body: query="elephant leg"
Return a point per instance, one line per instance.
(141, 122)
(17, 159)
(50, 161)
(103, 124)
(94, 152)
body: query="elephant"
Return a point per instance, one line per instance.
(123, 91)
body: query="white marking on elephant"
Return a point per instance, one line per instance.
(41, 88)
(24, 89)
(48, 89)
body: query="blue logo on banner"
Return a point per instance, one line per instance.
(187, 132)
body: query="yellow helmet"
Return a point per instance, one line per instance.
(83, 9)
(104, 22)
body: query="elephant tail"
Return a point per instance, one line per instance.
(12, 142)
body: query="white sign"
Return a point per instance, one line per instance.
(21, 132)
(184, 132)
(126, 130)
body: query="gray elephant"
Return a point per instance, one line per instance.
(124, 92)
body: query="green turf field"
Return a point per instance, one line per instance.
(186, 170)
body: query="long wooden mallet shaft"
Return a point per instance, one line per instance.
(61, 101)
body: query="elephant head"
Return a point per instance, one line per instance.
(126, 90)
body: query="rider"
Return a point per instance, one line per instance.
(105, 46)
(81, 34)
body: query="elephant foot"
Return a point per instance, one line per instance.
• • •
--- What the task asks ---
Write down every line of the data exactly as it appears above.

--- Written solution ---
body: query="elephant leg"
Return a point per instance, one line per instance.
(141, 122)
(17, 159)
(50, 161)
(103, 124)
(94, 152)
body: query="elephant"
Return a point per instance, one line per instance.
(123, 91)
body: query="white marking on elephant"
Return a point per instance, one line per instance.
(41, 88)
(24, 89)
(48, 89)
body: query="blue logo on banner"
Return a point per instance, one line per instance.
(187, 132)
body: query="yellow helmet"
Return a point per instance, one line per instance.
(83, 9)
(104, 22)
body: query="elephant tail"
Return a point per instance, one line per instance.
(12, 142)
body: query="white sign"
Return a point per instance, one line per instance.
(21, 132)
(184, 132)
(126, 130)
body: query="gray elephant"
Return a point per instance, one line per instance.
(124, 92)
body: query="green turf field"
Return a point per instance, one line per instance.
(186, 170)
body: query="long wooden mallet shaft"
Return a point per instance, one line per instance.
(61, 101)
body: query="elephant head"
Return a point per instance, one line per instance.
(126, 90)
body: query="rider"
Return a point per instance, one line per instance.
(105, 46)
(81, 34)
body: query="elephant foot"
Return a point per instance, one line per instance.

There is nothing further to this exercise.